# Hello from MI



## mystic warrior (Mar 7, 2006)

Well lets see I am a full time student working on a degree in computer networking. I am a former marine at one point in my life. As far as my background in the martial arts I have trained in. Hoi jeon moo sool (hapkido), Shorin-ryu, To-shindo, Aikido, Tae kwon do,
Hwa rang do, Wing chun.
I am however thinking about training in Bujinkan or kuk sool won once college is over.
And that is about it, I hope to learn a lot and maybe even share some to.


----------



## MJS (Mar 7, 2006)

Welcome to the forum! Enjoy your stay! 

Mike


----------



## shesulsa (Mar 7, 2006)

Welcome Mystic Warrior. I will be very interested in reading your posts.


----------



## tshadowchaser (Mar 7, 2006)

Welcome to the foum  I like your screen name is thee any reason you choose it


----------



## mystic warrior (Mar 7, 2006)

well when I was a kid this will tell how old I am but.
The ninja craze was big so I was always into mystery kind of thing.
And the warrior part came from me being a marine.
Hope that helps.


----------



## Jonathan Randall (Mar 7, 2006)

*Welcome to Martial Talk, Mystic Warrior!  *


----------



## Sarah (Mar 7, 2006)

Welcome to Martial Talk, I look forward to reading your posts.


----------



## terryl965 (Mar 7, 2006)

Welcome and Happy posting
Terry


----------



## bluemtn (Mar 7, 2006)

Welcome, mystic warrior!  happy posting!


----------



## mystic warrior (Mar 7, 2006)

Thanks you all


----------



## Last Fearner (Mar 7, 2006)

Hello MW, and welcome to MT! I am also from MI.  Are you in the UP or the LP. I also study TKD.  I think it is excellent training IMHO - lol :ultracool 

We have some other training in common too (Hapkido & Aikdio). Although, I was in the Army, not the Marines (don't hold that against me  ).

Where in Michigan are you from? Do you have a school where you teach or study? Come by and post some time on the Taekwondo boards. That's usually where I lurk about - lol.

Record excerpts:

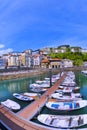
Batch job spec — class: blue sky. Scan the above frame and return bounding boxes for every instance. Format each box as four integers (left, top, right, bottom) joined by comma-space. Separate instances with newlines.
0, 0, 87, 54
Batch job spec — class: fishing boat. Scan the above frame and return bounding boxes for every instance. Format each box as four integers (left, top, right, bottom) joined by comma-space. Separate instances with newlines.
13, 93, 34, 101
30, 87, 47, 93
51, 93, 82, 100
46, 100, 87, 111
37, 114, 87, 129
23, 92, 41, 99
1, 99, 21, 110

==

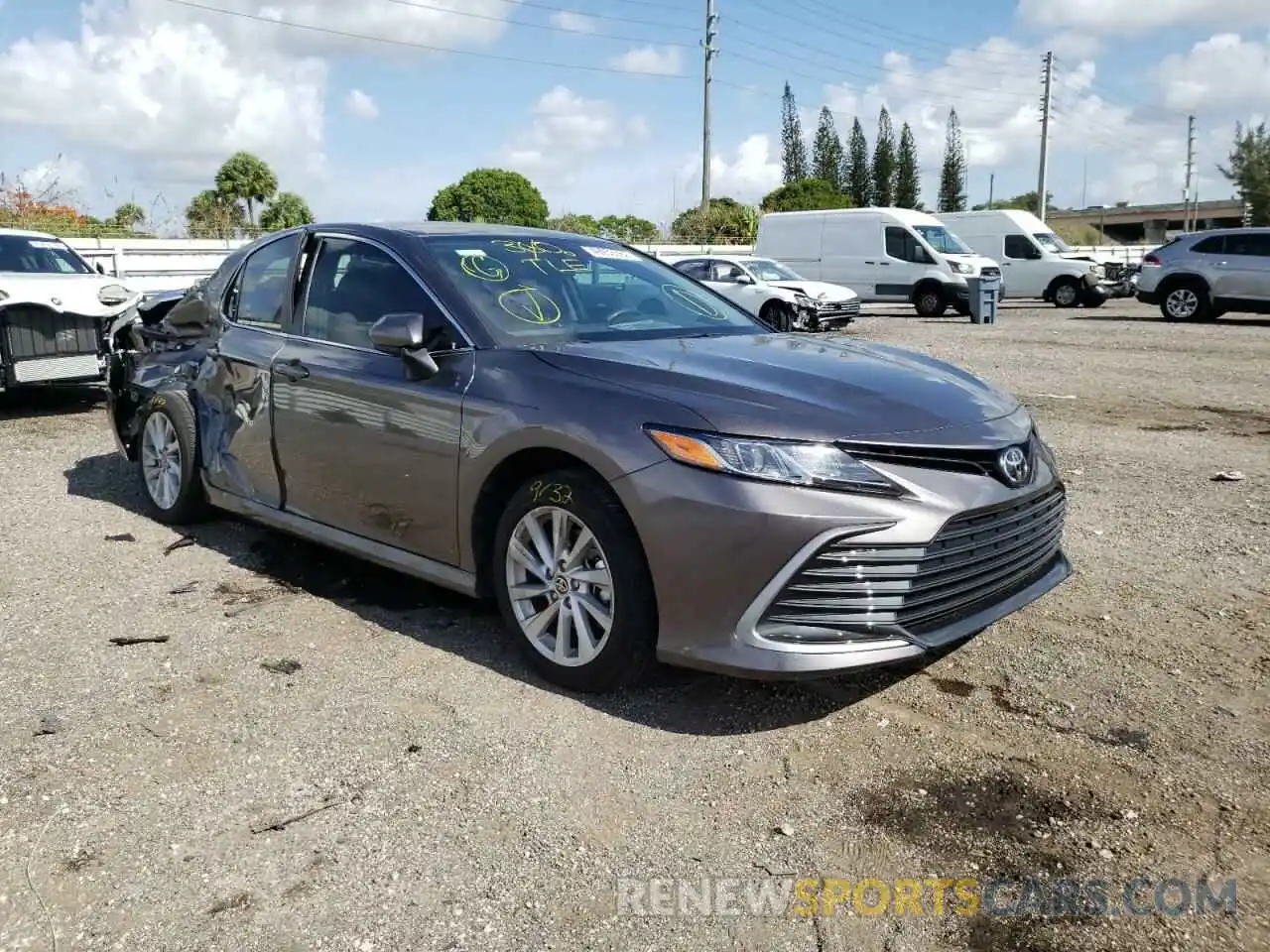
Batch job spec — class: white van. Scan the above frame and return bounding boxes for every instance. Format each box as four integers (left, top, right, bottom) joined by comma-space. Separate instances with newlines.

Challenge A:
Answer these questions about the welcome thread, one answer per line:
(i) What degree is mystic warrior working toward?
(ii) According to mystic warrior, where did the "warrior" part of the screen name come from?
(iii) In which branch of the military did Last Fearner serve?
Challenge B: Reproduce the lines in the records from the line holding "Batch job spec — class: blue" through the line holding "0, 0, 87, 54", both included.

Written answer A:
(i) A degree in computer networking.
(ii) From being a marine.
(iii) The Army.

Written answer B:
Batch job spec — class: blue sky. Scan the above frame and return bounding boxes for every instance. Format each box as four integers (left, top, right, bottom) joined by comma-space. Separate instances with newlines.
0, 0, 87, 54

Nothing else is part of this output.